§ **THE TASK**: Each line below should be quoted exactly, please.

---*---

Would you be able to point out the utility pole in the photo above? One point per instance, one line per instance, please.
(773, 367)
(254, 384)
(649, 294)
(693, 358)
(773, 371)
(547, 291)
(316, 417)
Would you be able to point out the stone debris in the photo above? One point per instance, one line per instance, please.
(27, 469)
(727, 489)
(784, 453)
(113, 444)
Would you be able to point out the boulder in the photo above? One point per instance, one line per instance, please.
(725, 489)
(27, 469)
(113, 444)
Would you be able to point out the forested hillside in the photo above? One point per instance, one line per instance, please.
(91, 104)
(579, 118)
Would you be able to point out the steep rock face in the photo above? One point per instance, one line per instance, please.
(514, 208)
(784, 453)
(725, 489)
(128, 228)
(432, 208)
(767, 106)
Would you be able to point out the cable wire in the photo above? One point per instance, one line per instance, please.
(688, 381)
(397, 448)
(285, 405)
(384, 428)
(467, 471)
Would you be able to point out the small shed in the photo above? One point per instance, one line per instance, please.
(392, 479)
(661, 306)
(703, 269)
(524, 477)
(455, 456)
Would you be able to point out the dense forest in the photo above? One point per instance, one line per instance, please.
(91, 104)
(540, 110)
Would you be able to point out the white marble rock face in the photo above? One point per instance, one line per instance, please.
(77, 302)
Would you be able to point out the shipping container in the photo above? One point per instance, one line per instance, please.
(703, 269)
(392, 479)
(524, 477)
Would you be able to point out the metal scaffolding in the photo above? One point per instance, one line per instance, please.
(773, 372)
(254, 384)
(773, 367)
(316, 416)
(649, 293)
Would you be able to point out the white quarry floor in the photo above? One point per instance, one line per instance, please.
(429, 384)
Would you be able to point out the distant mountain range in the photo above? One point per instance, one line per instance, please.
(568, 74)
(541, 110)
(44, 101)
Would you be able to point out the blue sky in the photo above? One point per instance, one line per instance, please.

---*---

§ **RESPONSE TO THIS TASK**:
Would you be able to point out the utility pole in the photo above? One point per instance, one line per instance, please.
(773, 367)
(254, 384)
(649, 294)
(693, 358)
(773, 371)
(547, 291)
(316, 417)
Would you be able to point out the stone debris in the photo above? One point per instance, one line per instance, please.
(27, 469)
(727, 489)
(784, 453)
(113, 444)
Would you be able to point out the boulder in the photo above? One point per instance, one line per instance, please.
(725, 489)
(27, 469)
(113, 444)
Would you be able to point out the forested hillside in the photo above? One point per instance, one line per instance, please.
(91, 104)
(579, 118)
Would you be able to point out the steep rock face in the photo above? One point per instance, one line per instance, please.
(514, 208)
(784, 453)
(725, 489)
(128, 228)
(432, 208)
(767, 106)
Would you be able to point out the cable wire in the photo above? One point per instance, one line per instance, please.
(688, 381)
(397, 448)
(285, 405)
(384, 428)
(467, 471)
Would you be able to point out the small shed in the photo above? One point per instance, one line per instance, please.
(392, 479)
(661, 306)
(703, 269)
(524, 477)
(455, 456)
Would you be able to point out the dense forest in the photo above? One point per instance, one line per instance, please.
(91, 104)
(540, 110)
Would you be able to point out the white marble rock face in the photo above? One point per instance, one line per instance, please.
(77, 302)
Would you be able to point out the shipping container in the photo above? One point per instance, one line per instance, please.
(703, 269)
(392, 479)
(524, 477)
Would you be able to point out the metal scaffolding in the photo above? One point per instance, one line per instance, please.
(773, 372)
(254, 384)
(773, 367)
(316, 416)
(649, 293)
Would you be able to point out the white quarry floor in the photo above? One point per instance, one line per instance, please.
(429, 384)
Would you be able to point out the distant mountain range in the photo above? One point per instance, one line per instance, please.
(568, 74)
(541, 110)
(44, 101)
Would you be able to point out the blue sky in the photo above? One point per instance, one line per instance, please.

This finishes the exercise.